### TO BE DONE
Rewrite the lines from the one containing "Locate every cabinet" up to and including the one containing "[38,179,95,231]", keeping every request as is. Offset each bounding-box coordinate in the answers by adding 133.

### DATA EXCERPTS
-- Begin --
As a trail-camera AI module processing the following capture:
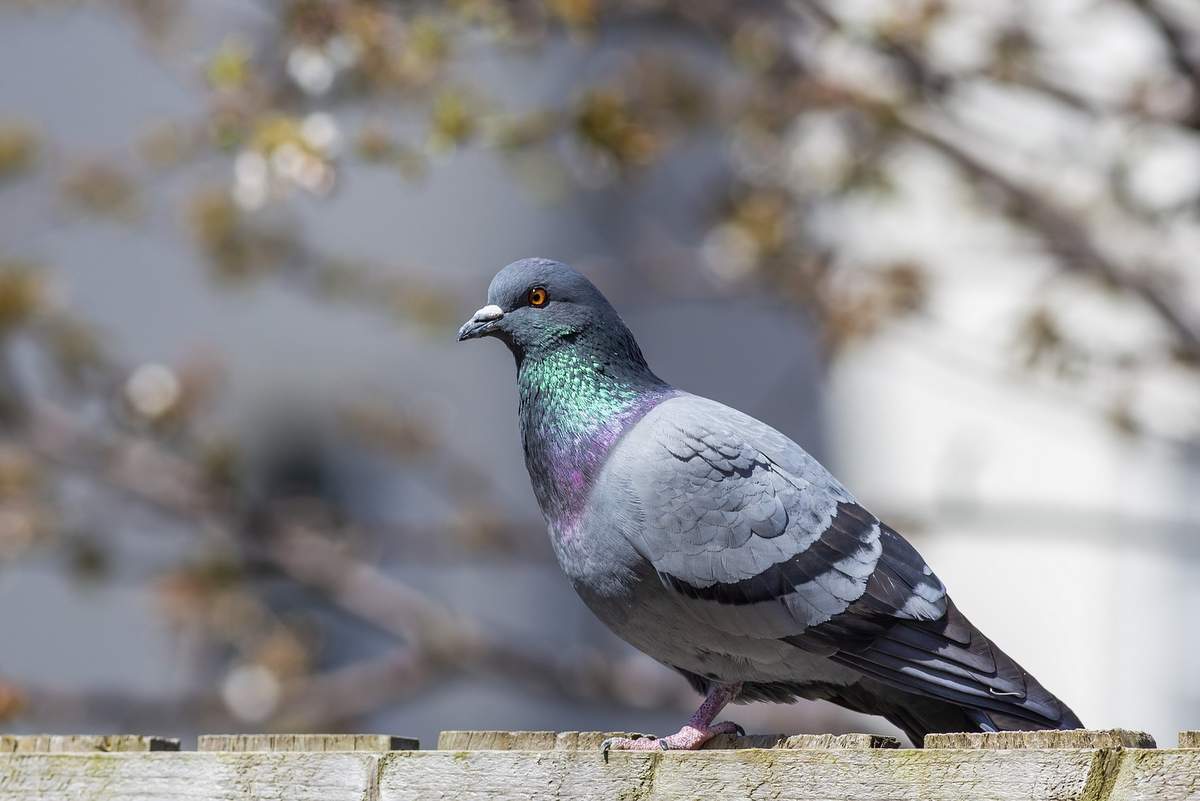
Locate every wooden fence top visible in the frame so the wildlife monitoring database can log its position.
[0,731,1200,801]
-- End --
-- Begin --
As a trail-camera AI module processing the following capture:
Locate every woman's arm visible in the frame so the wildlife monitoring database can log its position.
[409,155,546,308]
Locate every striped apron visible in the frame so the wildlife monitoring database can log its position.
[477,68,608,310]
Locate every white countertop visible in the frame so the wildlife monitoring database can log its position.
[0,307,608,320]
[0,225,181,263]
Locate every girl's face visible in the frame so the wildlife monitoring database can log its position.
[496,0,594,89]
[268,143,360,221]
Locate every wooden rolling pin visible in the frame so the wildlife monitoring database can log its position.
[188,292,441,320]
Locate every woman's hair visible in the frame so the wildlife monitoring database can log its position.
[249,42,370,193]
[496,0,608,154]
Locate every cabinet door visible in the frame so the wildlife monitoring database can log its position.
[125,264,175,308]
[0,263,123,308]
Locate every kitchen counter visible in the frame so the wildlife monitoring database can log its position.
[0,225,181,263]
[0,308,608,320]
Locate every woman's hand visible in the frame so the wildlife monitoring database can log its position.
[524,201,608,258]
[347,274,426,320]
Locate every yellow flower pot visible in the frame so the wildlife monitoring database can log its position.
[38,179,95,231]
-- End --
-- Begin --
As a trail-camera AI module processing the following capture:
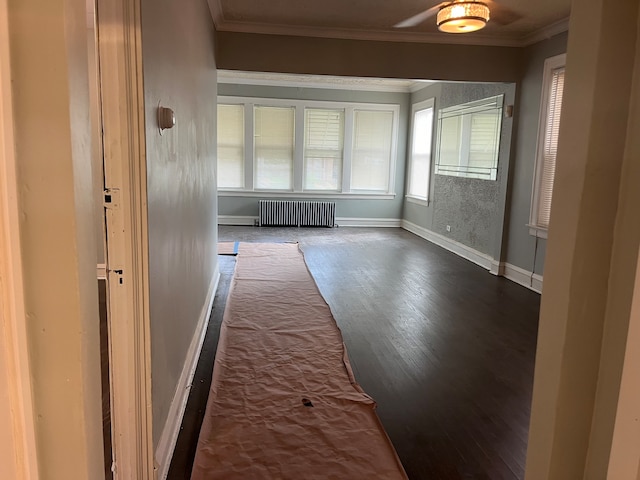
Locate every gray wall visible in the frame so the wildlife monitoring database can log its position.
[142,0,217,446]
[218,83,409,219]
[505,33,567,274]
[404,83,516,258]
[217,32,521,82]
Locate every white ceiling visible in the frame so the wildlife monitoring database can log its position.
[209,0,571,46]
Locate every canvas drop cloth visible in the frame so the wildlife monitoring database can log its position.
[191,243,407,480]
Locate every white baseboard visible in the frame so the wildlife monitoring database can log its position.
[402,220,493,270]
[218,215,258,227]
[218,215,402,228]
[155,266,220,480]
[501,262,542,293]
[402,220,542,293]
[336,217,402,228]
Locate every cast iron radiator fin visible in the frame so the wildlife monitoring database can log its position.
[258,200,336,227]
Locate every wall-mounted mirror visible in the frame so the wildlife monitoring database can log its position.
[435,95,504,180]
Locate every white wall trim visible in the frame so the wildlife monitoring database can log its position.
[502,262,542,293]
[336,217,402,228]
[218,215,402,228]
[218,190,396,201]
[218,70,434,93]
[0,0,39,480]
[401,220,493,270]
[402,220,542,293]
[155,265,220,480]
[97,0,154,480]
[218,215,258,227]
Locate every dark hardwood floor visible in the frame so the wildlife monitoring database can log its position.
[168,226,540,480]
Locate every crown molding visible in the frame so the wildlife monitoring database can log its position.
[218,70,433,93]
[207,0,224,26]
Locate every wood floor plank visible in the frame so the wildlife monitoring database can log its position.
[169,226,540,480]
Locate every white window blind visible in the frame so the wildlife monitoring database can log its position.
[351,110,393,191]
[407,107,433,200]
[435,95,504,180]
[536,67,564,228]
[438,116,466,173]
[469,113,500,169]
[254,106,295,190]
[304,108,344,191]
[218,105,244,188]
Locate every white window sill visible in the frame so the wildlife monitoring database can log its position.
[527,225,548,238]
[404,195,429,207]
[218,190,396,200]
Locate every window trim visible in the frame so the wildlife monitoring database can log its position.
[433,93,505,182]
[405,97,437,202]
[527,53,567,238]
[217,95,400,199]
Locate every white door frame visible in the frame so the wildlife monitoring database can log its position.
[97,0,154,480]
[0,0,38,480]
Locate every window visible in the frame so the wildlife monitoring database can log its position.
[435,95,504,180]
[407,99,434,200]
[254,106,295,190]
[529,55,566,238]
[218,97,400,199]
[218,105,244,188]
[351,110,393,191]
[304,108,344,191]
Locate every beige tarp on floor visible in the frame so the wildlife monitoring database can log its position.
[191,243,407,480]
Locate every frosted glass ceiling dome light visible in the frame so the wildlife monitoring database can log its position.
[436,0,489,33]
-- End --
### THE SOLUTION
Locate every cabinet door visible in the frame so the wildlife monitoring database can log its position.
[258,397,308,441]
[133,396,256,441]
Locate every kitchen counter visible in the frame so the wildlife monitoring database can log its position.
[133,358,314,396]
[133,441,741,453]
Locate every woman's hand visible in the frame so the wildlife monitoring database can log its position.
[657,334,741,391]
[480,407,559,453]
Locate every yellow flower pot visible in the frame so the wildlife monitoring database can log its position.
[171,312,228,364]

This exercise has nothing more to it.